DIRECTIVE | Please format every one of the entries below as a numbered list, leaving out any blank lines.
** Begin INPUT MATERIAL **
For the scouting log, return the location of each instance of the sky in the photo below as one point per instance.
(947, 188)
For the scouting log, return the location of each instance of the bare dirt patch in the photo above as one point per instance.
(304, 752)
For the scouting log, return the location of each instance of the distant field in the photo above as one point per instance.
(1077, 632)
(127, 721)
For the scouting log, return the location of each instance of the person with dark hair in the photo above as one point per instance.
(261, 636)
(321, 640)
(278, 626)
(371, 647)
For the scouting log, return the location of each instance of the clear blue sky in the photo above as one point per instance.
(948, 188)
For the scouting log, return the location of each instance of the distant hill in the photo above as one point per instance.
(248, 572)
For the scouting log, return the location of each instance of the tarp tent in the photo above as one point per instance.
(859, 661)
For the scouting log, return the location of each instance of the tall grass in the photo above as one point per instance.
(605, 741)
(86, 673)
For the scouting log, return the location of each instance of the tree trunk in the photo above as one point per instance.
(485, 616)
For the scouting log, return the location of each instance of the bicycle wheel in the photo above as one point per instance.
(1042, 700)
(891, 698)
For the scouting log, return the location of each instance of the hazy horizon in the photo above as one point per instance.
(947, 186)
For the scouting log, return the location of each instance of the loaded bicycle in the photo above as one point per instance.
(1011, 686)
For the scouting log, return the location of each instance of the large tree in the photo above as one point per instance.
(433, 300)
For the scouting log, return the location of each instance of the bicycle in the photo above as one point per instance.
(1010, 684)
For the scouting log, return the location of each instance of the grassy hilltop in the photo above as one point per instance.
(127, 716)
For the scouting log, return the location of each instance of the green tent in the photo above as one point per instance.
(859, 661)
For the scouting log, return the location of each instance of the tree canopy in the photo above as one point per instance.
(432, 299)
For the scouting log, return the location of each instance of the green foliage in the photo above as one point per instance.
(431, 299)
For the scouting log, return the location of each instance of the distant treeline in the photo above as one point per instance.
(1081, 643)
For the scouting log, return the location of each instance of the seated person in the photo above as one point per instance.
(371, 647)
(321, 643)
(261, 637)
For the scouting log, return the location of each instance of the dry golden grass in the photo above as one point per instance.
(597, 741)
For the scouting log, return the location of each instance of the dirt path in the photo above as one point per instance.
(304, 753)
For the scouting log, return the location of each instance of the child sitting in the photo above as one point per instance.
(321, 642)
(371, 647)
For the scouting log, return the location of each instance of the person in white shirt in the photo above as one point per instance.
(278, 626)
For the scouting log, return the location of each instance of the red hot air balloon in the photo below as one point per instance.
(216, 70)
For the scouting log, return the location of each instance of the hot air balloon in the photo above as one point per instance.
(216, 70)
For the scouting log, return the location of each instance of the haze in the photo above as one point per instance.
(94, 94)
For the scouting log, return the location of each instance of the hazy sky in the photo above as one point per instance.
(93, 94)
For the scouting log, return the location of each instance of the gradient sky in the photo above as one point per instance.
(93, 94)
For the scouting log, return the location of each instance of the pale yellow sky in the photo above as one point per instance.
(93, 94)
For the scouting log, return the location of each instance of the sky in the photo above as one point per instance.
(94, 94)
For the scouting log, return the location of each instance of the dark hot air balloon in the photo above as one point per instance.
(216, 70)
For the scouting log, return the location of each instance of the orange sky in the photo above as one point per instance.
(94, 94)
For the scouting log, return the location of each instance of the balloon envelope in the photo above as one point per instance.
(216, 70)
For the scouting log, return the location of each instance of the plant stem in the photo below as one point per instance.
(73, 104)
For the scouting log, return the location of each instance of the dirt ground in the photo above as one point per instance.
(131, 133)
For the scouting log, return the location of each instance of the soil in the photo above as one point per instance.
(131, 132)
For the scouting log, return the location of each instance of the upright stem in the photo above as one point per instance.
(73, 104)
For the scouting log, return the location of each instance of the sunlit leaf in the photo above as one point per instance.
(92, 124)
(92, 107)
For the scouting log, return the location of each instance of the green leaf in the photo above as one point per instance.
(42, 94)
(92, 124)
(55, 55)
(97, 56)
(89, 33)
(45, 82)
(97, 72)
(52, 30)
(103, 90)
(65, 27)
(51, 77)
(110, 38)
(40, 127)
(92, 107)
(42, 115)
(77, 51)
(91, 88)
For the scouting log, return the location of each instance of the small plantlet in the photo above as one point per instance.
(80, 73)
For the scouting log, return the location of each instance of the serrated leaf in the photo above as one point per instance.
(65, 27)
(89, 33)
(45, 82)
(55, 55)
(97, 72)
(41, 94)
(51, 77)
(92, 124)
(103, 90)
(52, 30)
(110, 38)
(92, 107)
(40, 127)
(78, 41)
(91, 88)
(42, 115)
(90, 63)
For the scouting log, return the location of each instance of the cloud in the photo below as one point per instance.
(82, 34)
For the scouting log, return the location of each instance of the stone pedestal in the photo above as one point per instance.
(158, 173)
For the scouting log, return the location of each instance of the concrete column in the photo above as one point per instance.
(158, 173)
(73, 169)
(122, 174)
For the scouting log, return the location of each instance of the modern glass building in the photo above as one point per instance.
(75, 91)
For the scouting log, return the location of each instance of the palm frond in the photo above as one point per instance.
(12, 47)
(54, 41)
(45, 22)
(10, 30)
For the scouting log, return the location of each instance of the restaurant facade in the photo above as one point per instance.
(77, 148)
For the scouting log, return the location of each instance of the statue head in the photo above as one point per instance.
** End INPUT MATERIAL **
FULL OUTPUT |
1. For the scouting log, return the location of each instance of the sky in the photo below as one point per instance.
2. (947, 188)
3. For the scouting log, return the location of each instance of the bare dirt patch in the photo above as one point per instance.
4. (304, 752)
5. For the scouting log, return the location of each instance of the distant field in the photo above as one point per instance.
6. (1077, 632)
7. (127, 721)
8. For the scouting log, return the location of each instance of the person with dark hair in the photo above as one point per instance.
9. (261, 636)
10. (321, 640)
11. (278, 626)
12. (371, 647)
13. For the scouting log, return the location of each instance of the clear blue sky in the photo above as one point per instance.
14. (948, 188)
15. For the scouting log, return the location of each instance of the distant hill in the photo above as one point per instance.
16. (248, 572)
17. For the scouting log, return the location of each instance of the tarp tent in the photo above as one point per instance.
18. (859, 661)
19. For the scouting log, return the location of each instance of the tall grass in the photo above as one point per instance.
20. (605, 741)
21. (86, 673)
22. For the scouting log, return the location of each instance of the tree trunk in the photo above as one point per instance.
23. (485, 616)
24. For the scouting log, return the location of each instance of the bicycle wheel in the photo above as one point per instance.
25. (1042, 700)
26. (891, 698)
27. For the scouting log, return the location of each instance of the hazy horizon in the photo above as one point per instance.
28. (947, 186)
29. For the scouting log, return the location of each instance of the loaded bicycle in the photo above as one point per instance.
30. (1011, 686)
31. For the scouting log, return the location of each instance of the large tree in the photo above as one point per instance.
32. (433, 300)
33. For the scouting log, return the location of each instance of the bicycle in the photo above as one point per instance.
34. (1010, 684)
35. For the scouting log, return the location of each instance of the grassy hilltop in the photo above as one point per instance.
36. (127, 716)
37. For the scouting log, return the location of each instance of the green tent in the photo above as one point per instance.
38. (859, 661)
39. For the scouting log, return the location of each instance of the tree canopy in the photo above as one point per instance.
40. (432, 299)
41. For the scouting log, return the location of each instance of the green foliage in the photo above as one point per instance.
42. (431, 299)
43. For the scouting log, return the location of each instance of the distant treeline in the photo above as one point per instance.
44. (1081, 643)
45. For the scouting log, return the location of each instance of the seated person in the photo above as one point per instance.
46. (371, 647)
47. (321, 643)
48. (261, 637)
49. For the scouting log, return the location of each instance of the dry golden grass in the photo above as one point per instance.
50. (597, 741)
51. For the scouting log, return the location of each instance of the dirt path in the photo above as one point per instance.
52. (304, 753)
53. For the scouting log, return the location of each instance of the child sitting in the photo above as one point per instance.
54. (321, 642)
55. (371, 647)
56. For the scouting log, return the location of each instance of the person in white shirt in the photo above as one point per instance.
57. (278, 626)
58. For the scouting log, return the location of each instance of the red hot air balloon in the photo below as one point per instance.
59. (216, 70)
60. For the scouting log, return the location of each instance of the hot air balloon in the photo above as one point per instance.
61. (216, 70)
62. For the scouting log, return the location of each instance of the haze in the photo above as one point per instance.
63. (94, 94)
64. For the scouting log, return the location of each instance of the hazy sky in the photo above as one point per instance.
65. (93, 94)
66. For the scouting log, return the location of each instance of the gradient sky in the photo above as one point per instance.
67. (93, 94)
68. For the scouting log, return the location of each instance of the pale yellow sky in the photo above as one point per instance.
69. (93, 94)
70. For the scouting log, return the location of each instance of the sky in the photo above as one point per instance.
71. (94, 94)
72. For the scouting log, return the location of each instance of the dark hot air balloon in the photo above as one point per instance.
73. (216, 70)
74. For the scouting log, return the location of each instance of the orange sky in the photo above as one point per instance.
75. (94, 94)
76. For the scouting log, return the location of each instance of the balloon envelope in the photo above as one point per instance.
77. (216, 70)
78. For the scouting log, return the location of each instance of the plant stem in the photo below as one point per instance.
79. (73, 104)
80. For the scouting log, return the location of each instance of the dirt ground in the photo above as one point per instance.
81. (131, 133)
82. For the scouting log, return the location of each instance of the soil in the photo above as one point per instance.
83. (131, 132)
84. For the scouting log, return the location of each instance of the upright stem in the photo above as one point per instance.
85. (73, 104)
86. For the scouting log, return the location of each instance of the sunlit leaf in the photo above as one point per instance.
87. (92, 124)
88. (92, 107)
89. For the scouting log, return the location of each instance of the green leaf in the photo above as one point per instance.
90. (42, 94)
91. (92, 124)
92. (55, 55)
93. (97, 56)
94. (89, 33)
95. (45, 82)
96. (97, 72)
97. (52, 30)
98. (103, 90)
99. (65, 27)
100. (51, 77)
101. (110, 38)
102. (40, 127)
103. (92, 107)
104. (42, 115)
105. (77, 51)
106. (91, 88)
107. For the scouting log, return the location of each instance of the small plantlet in the photo above as one point per instance.
108. (80, 73)
109. For the scouting log, return the location of each instance of the serrated leaf in the photo above as one point per instance.
110. (65, 27)
111. (89, 33)
112. (45, 82)
113. (55, 55)
114. (97, 72)
115. (41, 94)
116. (51, 77)
117. (92, 124)
118. (103, 90)
119. (52, 30)
120. (110, 38)
121. (92, 107)
122. (40, 127)
123. (78, 41)
124. (91, 88)
125. (42, 115)
126. (90, 63)
127. For the scouting log, return the location of each instance of the cloud in the photo below as one point per instance.
128. (82, 34)
129. For the scouting log, return the location of each instance of the stone pedestal in the photo above as one point per instance.
130. (158, 173)
131. For the scouting log, return the location of each instance of the concrete column in the photo above as one point per instance.
132. (158, 173)
133. (73, 169)
134. (122, 174)
135. For the scouting log, return the location of each instance of the modern glass building in the photo above as one point per instance.
136. (75, 91)
137. For the scouting log, return the location of each instance of the palm frond in the photo above as one point per instance.
138. (12, 47)
139. (54, 41)
140. (45, 22)
141. (10, 30)
142. For the scouting log, return the location of each instance of the restaurant facade in the photo above as one point per instance.
143. (77, 148)
144. For the scouting log, return the location of each instance of the statue head in the photo above as one point per instance.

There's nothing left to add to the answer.